→ SOURCE EXCERPT:

>>>

Obviously this post is dedicated to those whose find the same experience as I did—not to those whose been a cash flow statement master. I am going to explain and provide examples to illustrate these concepts through this post. But before that, let me do a flash overview of accrual versus cash basis accounting—particularly in the income statements and cash flow statements. 

 

Accrual Basis Versus Cash Basis Accounting

If you compare income statement results of a company with its operating activities section of the statement of cash flows, you will find some similarities and some differences. The income statement and the operating activities section of the statement of cash flows are similar in that both present information about the primary business activities: the income earned and cash flows from providing services or selling goods.

However, the income statement and the cash flow statement differ in that the income statement shows revenues earned, expenses incurred, and the resulting net income or loss without regard to cash flows, using the accrual basis concept.

Preparing the operating activities section of the statement of cash flows is much like preparing the income statement, but using the cash basis of accounting. Although cash basis information is important and valuable, an income statement prepared on the cash basis generally is not considered the best measure of a company’s operating performance.

 

Which Method to Use: Direct or Indirect?

The accounting profession encourages the use of the direct method, with additional disclosure using the indirect method in a supplemental schedule that is referred to as the schedule reconciling net income to net cash flows from operating activities.

<<<

→ WRITTEN TASKS:
1 – Reproduce everything in the accounting excerpt from "However, the income" down to "company’s operating performance.".
2 – Condense the paragraph of the accounting excerpt that begins "Preparing the operating activities section" into two sentences, keeping its main facts.
3 – State whether each statement agrees with the accounting excerpt. Answer yes or no, and quote the deciding words: (a) The accounting profession encourages the indirect method as the primary approach. (b) The income statement shows revenues earned without regard to cash flows. (c) The income statement and the operating activities section both present information about the primary business activities.
The records are not needed for this work.

Location identification items:
>>>

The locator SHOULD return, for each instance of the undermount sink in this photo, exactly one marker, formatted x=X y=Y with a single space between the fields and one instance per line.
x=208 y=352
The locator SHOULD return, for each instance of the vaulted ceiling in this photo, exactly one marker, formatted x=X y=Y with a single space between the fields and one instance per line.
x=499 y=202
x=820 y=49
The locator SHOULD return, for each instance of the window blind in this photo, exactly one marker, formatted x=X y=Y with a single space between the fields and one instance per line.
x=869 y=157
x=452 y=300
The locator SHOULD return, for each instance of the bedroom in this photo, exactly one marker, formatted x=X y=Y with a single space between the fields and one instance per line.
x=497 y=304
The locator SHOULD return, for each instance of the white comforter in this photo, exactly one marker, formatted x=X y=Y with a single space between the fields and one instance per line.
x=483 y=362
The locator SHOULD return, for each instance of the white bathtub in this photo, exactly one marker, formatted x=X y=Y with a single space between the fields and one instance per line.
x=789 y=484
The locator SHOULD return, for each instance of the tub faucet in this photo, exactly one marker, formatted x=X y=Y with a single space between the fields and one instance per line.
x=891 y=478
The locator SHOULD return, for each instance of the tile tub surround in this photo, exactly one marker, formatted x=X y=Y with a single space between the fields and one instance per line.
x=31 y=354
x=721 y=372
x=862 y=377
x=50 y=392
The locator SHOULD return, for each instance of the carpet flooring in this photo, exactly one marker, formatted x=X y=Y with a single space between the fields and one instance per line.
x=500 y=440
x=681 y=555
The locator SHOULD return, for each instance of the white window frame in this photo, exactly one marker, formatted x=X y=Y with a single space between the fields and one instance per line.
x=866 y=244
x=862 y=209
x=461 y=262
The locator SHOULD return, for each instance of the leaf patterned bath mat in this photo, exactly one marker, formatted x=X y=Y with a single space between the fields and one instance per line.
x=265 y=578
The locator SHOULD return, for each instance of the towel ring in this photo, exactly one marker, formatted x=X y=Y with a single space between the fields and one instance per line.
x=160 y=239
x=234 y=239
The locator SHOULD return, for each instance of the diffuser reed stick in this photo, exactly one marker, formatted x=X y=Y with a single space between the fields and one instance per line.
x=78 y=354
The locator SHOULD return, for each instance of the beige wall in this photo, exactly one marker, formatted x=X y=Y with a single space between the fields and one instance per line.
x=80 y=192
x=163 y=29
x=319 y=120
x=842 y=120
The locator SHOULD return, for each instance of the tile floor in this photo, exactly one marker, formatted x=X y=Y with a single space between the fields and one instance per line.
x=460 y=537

<<<

→ WORKED SOLUTIONS:
1 –
However, the income statement and the cash flow statement differ in that the income statement shows revenues earned, expenses incurred, and the resulting net income or loss without regard to cash flows, using the accrual basis concept.

Preparing the operating activities section of the statement of cash flows is much like preparing the income statement, but using the cash basis of accounting. Although cash basis information is important and valuable, an income statement prepared on the cash basis generally is not considered the best measure of a company’s operating performance.

2 – The operating activities section of the statement of cash flows is prepared much like the income statement, except that it uses the cash basis of accounting. Cash basis information is important and valuable, but a cash-basis income statement generally is not considered the best measure of a company's operating performance.

3 –
(a) No: "The accounting profession encourages the use of the direct method, with additional disclosure using the indirect method in a supplemental schedule"
(b) Yes: "the income statement shows revenues earned, expenses incurred, and the resulting net income or loss without regard to cash flows"
(c) Yes: "both present information about the primary business activities"